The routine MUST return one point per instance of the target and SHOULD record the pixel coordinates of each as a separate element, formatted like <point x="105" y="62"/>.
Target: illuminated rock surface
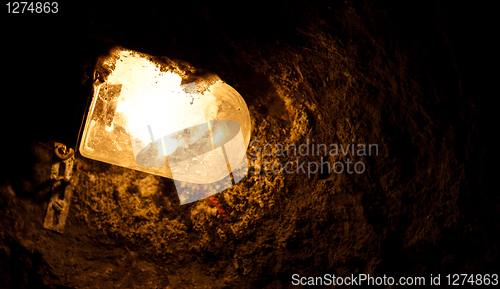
<point x="377" y="73"/>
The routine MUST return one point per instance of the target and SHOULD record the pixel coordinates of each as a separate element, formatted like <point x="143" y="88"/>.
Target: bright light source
<point x="144" y="115"/>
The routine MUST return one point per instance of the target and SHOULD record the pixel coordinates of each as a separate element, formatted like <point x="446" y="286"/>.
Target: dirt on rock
<point x="319" y="80"/>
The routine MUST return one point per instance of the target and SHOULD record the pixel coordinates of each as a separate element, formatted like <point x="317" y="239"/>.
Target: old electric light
<point x="149" y="115"/>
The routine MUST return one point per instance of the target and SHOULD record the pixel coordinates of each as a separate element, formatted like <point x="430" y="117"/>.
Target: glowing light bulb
<point x="142" y="116"/>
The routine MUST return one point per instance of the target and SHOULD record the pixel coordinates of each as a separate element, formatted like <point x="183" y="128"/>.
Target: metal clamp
<point x="62" y="189"/>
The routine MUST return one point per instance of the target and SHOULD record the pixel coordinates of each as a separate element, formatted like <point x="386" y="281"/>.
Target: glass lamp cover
<point x="146" y="115"/>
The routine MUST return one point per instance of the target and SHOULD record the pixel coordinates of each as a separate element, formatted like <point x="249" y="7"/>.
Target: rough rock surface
<point x="339" y="73"/>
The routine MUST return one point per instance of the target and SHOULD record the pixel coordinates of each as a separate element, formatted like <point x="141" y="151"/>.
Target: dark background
<point x="47" y="77"/>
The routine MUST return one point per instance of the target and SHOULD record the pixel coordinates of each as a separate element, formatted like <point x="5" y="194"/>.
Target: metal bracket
<point x="62" y="189"/>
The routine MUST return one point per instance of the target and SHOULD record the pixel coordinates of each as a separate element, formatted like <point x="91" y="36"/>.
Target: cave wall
<point x="336" y="73"/>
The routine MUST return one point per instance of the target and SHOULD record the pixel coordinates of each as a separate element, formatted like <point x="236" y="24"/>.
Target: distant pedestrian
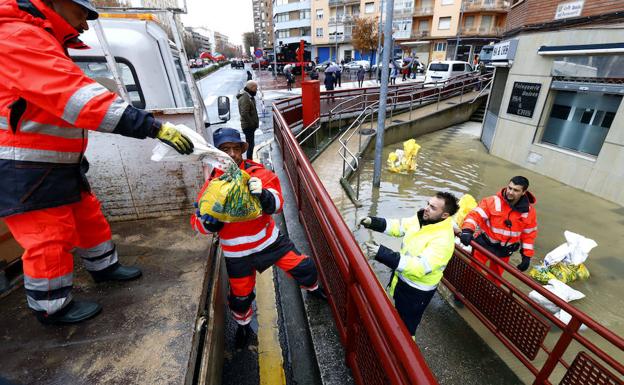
<point x="360" y="75"/>
<point x="329" y="81"/>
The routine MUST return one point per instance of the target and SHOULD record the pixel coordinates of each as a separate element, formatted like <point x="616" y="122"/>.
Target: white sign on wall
<point x="571" y="9"/>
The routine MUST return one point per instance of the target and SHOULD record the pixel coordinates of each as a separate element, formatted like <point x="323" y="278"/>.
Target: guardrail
<point x="379" y="349"/>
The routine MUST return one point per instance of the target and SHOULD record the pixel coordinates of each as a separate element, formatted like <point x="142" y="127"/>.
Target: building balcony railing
<point x="334" y="3"/>
<point x="481" y="31"/>
<point x="486" y="5"/>
<point x="423" y="11"/>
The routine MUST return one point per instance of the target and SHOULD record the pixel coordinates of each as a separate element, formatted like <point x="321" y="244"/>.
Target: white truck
<point x="166" y="327"/>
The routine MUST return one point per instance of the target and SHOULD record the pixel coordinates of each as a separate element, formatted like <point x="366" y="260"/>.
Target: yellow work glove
<point x="171" y="136"/>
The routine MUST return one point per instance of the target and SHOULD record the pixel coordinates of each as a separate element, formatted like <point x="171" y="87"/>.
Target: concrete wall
<point x="517" y="138"/>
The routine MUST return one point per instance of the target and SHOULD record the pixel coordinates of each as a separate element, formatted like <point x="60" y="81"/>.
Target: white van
<point x="439" y="71"/>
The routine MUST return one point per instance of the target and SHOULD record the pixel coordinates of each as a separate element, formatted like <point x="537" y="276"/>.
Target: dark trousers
<point x="411" y="304"/>
<point x="249" y="138"/>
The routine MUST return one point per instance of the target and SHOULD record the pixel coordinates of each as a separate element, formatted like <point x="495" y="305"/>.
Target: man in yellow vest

..............................

▶ _Your goal_: Output each record verbatim, but skip anything that is a picture.

▶ _Response for this exercise_:
The routine MUST return one point per instance of the target and SHOULD record the pixel coordinates of each as a separate element, formatted like <point x="105" y="62"/>.
Target: illuminated rock surface
<point x="377" y="73"/>
The routine MUST return one point per instance of the target and SHOULD record the pixel coordinates of each as a separate element, formatted like <point x="143" y="88"/>.
Target: bright light source
<point x="144" y="115"/>
The routine MUST return one point per instance of the target and SHOULD record the pixel coordinates of each as a separate element, formatted like <point x="446" y="286"/>.
Target: dirt on rock
<point x="319" y="80"/>
The routine MUST return one point per instance of the target and SHOULD record the pixel coordinates of each as a separate element, formatted like <point x="317" y="239"/>.
Target: old electric light
<point x="149" y="115"/>
The routine MUST return one point per instance of the target and SHOULD record the pixel coordinates of each as a separate element, formatted like <point x="430" y="117"/>.
Target: glowing light bulb
<point x="142" y="116"/>
The routine MUST return one point per instance of the target and SHOULD record the pixel coordinates of each as a separate element, formatted like <point x="183" y="128"/>.
Target: metal clamp
<point x="62" y="189"/>
The routine MUST return one point per instance of the target and SHOULD record the pixel coordinates of each as a separate element, formatted like <point x="386" y="281"/>.
Target: glass lamp cover
<point x="146" y="115"/>
The routine MUST return one point per instance of the target and SHOULD record the pixel coordinates of each as a separate element, formatted like <point x="249" y="7"/>.
Target: rough rock surface
<point x="339" y="73"/>
The routine MUST return one point per instance of the target and SHOULD record the pixel coordinates of each as a separate element, formatted like <point x="141" y="151"/>.
Target: dark background
<point x="47" y="77"/>
The routine MUST return one point per instance of the target and SHOULD record the pixel coordinates of each as a separate element, formatted like <point x="5" y="194"/>.
Target: metal bracket
<point x="62" y="189"/>
The routine MUST return one point per instance of the target and SHOULD record the pixel coordinates of each as a separate element, formatted like <point x="91" y="36"/>.
Target: cave wall
<point x="336" y="73"/>
The routine MUST return one point per instance of the target and SHOULD record the pixel coordinates of each as a separate element, formatted like <point x="236" y="24"/>.
Target: distant pedestrian
<point x="360" y="75"/>
<point x="329" y="81"/>
The routine MUST return one point per instance of the target and SHOULD record the pixel coordinates of each as a separate element, formatted like <point x="616" y="122"/>.
Target: white sign on wall
<point x="571" y="9"/>
The routine MUST return one point per instance of the target and SHOULD record the pixel coordinates of each as a separate element, formatted like <point x="323" y="278"/>.
Target: guardrail
<point x="379" y="349"/>
The routine MUST return one point per instance of the target and SHOULD record the pixel coordinates of each as a separate element, formatted like <point x="142" y="127"/>.
Target: building balcony railing
<point x="334" y="3"/>
<point x="481" y="31"/>
<point x="486" y="5"/>
<point x="423" y="11"/>
The routine MUST return one point per instance of the target and SHOULD record the pixel coordinates of each as a separate element, formatted like <point x="321" y="244"/>.
Target: white truck
<point x="166" y="327"/>
The routine MUST return one point per instance of the target and SHOULD record the pixel coordinates of each as a separate element, formatted like <point x="366" y="260"/>.
Target: yellow work glove
<point x="171" y="136"/>
The routine MUST return one point per instance of the target and SHOULD record the pixel coordinates of each as a separate element, formatted like <point x="171" y="87"/>.
Target: concrete wall
<point x="517" y="138"/>
The routine MUST return one point per instance of the target and SHOULD record the pixel coordinates of each as a separate element, formatted like <point x="60" y="81"/>.
Target: white van
<point x="439" y="71"/>
The routine MUST return one point per instance of the target and SHOULD record the pixel coordinates of each as a separate element, formatted like <point x="537" y="276"/>.
Target: dark trousers
<point x="411" y="304"/>
<point x="249" y="138"/>
The routine MUST return one point per instance of the target and SHOULD record the pixel coordinates of each as a separate element, formatted like <point x="495" y="305"/>.
Target: man in yellow vest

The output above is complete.